Record set Start Marker

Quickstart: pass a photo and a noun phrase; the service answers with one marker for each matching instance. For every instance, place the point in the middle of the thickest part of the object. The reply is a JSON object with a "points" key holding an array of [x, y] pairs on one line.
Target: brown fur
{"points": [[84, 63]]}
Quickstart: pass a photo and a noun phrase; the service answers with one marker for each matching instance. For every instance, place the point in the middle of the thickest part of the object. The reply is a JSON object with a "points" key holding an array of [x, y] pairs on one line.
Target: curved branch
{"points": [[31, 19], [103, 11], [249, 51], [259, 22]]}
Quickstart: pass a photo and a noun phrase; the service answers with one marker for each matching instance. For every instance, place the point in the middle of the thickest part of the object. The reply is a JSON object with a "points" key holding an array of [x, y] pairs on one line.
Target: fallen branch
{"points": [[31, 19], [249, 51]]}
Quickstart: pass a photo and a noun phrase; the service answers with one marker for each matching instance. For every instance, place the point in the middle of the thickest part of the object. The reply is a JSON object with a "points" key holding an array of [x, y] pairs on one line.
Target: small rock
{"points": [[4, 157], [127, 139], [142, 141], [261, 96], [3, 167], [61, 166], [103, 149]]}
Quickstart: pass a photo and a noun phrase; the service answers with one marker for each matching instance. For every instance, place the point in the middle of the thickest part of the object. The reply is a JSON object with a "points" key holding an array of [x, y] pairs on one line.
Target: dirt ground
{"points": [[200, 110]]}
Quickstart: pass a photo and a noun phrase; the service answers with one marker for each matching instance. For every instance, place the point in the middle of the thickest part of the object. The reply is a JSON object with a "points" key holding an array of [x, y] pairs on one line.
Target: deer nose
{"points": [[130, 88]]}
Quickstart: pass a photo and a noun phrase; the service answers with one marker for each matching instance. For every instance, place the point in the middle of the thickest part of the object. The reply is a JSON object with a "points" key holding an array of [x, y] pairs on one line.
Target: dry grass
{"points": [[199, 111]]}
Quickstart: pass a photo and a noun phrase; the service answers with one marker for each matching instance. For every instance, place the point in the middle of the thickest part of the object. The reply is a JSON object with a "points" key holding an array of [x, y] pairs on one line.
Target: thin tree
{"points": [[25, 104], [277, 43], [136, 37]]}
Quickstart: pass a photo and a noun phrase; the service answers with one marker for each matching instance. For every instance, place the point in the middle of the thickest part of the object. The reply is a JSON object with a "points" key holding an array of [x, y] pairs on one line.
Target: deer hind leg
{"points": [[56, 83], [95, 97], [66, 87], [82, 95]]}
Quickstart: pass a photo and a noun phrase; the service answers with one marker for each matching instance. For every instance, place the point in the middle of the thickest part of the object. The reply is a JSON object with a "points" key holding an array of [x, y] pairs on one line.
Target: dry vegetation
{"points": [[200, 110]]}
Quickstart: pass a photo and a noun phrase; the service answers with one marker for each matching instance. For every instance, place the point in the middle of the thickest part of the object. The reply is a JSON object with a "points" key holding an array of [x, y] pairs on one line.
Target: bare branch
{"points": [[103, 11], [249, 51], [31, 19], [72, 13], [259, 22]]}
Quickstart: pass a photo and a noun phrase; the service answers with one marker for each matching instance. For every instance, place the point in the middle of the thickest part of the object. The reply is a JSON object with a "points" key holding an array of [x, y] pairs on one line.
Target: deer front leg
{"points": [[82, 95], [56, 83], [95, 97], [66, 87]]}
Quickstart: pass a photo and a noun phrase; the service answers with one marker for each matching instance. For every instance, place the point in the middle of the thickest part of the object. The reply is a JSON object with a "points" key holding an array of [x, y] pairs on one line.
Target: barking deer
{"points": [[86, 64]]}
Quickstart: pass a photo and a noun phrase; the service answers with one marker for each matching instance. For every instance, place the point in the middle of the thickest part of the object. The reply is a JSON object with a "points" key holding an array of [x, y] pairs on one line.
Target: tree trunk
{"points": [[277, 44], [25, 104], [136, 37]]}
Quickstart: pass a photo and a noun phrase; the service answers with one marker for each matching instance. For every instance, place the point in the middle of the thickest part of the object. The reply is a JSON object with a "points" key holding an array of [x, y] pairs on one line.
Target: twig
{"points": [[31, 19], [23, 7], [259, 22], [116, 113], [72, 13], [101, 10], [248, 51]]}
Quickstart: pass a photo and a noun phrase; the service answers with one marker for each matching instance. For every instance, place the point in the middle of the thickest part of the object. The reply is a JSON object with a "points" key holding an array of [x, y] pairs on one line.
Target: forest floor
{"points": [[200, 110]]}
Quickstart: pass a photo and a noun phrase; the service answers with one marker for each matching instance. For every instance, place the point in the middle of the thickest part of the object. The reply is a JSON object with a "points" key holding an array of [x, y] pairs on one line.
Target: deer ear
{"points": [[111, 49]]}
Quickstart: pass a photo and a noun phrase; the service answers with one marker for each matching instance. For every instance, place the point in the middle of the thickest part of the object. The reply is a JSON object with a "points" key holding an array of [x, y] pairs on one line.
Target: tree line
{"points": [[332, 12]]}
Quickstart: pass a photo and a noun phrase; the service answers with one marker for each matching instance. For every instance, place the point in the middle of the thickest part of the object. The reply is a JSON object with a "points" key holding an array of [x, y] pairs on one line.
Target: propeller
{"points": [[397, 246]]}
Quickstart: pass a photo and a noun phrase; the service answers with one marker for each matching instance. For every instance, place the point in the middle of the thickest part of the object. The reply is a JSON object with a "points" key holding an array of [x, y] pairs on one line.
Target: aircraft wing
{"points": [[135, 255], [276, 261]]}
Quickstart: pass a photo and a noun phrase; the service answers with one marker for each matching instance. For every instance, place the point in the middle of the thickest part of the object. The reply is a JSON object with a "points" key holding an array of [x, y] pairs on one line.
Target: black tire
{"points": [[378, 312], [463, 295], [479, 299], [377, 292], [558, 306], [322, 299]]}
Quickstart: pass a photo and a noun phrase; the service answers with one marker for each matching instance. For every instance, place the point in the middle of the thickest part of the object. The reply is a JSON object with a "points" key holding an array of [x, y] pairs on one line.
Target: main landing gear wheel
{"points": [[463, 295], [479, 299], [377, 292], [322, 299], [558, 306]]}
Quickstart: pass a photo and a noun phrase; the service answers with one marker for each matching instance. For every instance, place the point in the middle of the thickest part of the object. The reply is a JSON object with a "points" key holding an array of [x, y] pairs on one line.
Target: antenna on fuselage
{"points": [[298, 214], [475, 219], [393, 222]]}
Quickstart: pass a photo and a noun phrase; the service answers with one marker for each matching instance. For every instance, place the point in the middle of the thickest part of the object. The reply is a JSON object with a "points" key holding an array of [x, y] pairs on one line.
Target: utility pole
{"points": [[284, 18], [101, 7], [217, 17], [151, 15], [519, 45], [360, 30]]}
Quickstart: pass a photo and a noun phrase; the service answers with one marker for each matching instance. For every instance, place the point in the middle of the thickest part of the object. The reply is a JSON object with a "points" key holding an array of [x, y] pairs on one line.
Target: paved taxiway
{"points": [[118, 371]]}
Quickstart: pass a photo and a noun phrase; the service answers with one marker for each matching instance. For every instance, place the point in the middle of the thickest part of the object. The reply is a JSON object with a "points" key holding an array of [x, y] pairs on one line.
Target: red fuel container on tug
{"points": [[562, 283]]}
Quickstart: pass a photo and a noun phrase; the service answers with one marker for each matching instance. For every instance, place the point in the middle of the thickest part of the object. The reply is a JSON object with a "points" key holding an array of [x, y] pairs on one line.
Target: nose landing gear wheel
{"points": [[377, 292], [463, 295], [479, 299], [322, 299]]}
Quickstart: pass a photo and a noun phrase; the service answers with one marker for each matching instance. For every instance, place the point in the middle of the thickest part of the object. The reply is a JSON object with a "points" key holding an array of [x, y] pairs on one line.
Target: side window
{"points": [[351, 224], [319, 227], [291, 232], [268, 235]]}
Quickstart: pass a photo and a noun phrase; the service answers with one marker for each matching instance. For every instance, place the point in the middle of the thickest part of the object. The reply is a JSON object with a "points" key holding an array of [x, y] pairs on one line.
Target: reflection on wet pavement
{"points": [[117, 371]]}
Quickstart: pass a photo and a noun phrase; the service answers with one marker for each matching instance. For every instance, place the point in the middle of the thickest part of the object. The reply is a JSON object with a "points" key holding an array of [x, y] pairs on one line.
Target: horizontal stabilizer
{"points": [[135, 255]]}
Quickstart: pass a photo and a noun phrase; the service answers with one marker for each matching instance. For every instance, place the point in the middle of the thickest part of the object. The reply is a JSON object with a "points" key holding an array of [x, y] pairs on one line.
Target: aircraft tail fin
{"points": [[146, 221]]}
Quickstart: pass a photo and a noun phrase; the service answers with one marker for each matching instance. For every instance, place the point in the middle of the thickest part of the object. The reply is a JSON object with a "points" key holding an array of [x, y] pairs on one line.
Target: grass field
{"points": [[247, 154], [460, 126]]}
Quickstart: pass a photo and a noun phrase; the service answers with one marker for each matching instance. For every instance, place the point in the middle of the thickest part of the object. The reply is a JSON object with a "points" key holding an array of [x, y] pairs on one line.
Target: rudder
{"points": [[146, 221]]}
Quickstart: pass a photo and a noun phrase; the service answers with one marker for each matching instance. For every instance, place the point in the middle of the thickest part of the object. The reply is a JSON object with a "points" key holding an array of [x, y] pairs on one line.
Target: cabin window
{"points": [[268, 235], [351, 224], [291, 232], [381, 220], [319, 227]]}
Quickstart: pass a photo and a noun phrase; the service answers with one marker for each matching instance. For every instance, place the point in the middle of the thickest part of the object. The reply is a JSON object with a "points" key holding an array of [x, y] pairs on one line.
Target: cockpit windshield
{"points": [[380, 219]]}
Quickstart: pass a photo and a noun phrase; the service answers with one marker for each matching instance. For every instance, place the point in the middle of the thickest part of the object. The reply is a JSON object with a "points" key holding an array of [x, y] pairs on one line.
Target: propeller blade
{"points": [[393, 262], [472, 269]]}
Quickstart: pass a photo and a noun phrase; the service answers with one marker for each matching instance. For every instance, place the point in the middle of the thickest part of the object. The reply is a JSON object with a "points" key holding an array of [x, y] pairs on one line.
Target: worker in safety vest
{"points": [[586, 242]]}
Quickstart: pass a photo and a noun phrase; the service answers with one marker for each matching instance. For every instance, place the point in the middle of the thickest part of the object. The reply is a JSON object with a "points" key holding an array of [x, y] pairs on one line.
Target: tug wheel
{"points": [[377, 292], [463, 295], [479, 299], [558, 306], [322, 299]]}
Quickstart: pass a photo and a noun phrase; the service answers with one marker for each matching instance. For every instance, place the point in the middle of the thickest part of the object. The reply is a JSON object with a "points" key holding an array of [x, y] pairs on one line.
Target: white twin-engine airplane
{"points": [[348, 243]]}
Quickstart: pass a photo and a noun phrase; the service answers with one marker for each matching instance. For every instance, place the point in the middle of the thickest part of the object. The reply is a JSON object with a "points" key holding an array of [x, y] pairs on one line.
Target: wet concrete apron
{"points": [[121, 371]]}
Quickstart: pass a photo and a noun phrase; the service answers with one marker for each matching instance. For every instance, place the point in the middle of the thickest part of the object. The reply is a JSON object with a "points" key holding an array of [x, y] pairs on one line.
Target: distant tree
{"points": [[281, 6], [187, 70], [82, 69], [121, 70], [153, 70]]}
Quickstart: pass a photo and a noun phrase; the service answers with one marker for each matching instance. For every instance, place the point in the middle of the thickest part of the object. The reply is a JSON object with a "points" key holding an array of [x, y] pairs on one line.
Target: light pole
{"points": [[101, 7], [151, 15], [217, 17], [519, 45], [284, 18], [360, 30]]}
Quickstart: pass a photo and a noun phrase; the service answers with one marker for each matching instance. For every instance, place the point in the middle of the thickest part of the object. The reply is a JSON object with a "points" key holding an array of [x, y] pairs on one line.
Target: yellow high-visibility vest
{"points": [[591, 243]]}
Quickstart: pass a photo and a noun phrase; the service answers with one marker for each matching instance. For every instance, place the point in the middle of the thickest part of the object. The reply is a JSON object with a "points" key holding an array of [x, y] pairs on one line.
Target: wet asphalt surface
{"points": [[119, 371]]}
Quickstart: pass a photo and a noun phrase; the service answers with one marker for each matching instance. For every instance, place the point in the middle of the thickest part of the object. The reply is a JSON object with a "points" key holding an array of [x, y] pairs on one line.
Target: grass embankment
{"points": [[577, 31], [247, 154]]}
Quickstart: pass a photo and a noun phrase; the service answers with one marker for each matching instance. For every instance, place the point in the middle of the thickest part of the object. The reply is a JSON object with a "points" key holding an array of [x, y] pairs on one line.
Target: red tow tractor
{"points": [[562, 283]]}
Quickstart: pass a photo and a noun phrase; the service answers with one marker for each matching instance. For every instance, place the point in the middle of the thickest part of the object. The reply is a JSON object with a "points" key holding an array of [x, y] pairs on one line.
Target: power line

Record set End Marker

* What you will do *
Extract every line from the one containing "Target: light pole" to the end of the entries, including both of those lines, exactly as given and with nothing added.

* Solution for this problem *
Target: light pole
{"points": [[101, 7], [151, 15], [217, 17], [519, 45], [284, 18], [360, 30]]}
Quickstart: pass a photo and a noun phrase; the service answers with one marker for each matching instance. For every instance, place the point in the middle of the thickest part of the object. The reply is a JSON object with a "points" key holding an array of [x, y] pairs on one line.
Target: yellow high-visibility vest
{"points": [[591, 243]]}
Quickstart: pass a photo and a noun phrase; the service answers with one marker for each matching instance. For every instance, place the point in the middle of the thickest part of the object. The reply is a JSON object with a "points" key holding an array of [x, y] pairs on one line.
Target: wet asphalt surface
{"points": [[119, 371]]}
Quickstart: pass a photo and a noun phrase; the service answers with one marker for each matching instance. For every instance, place the point in the middle of the thickest part of the object. The reply is a JSON object with a "points" key holding an array of [x, y] pairs on one line.
Target: grass embankment
{"points": [[577, 31], [247, 154]]}
Quickstart: pass a photo and a noun phrase; the service answers with one marker for each matching instance. For every instance, place the point in the middle of the thickest part of the object. The reply is a JSON object with a "points" key holding an array of [x, y] pairs on one line.
Target: red tow tractor
{"points": [[562, 283]]}
Quickstart: pass a photo and a noun phrase; the service answers with one marker for each matching instance. For every instance, place the point in the middle of the thickest part of the object. The reply is a JSON object with a "points" key holding an array of [x, y] pairs on one line.
Target: power line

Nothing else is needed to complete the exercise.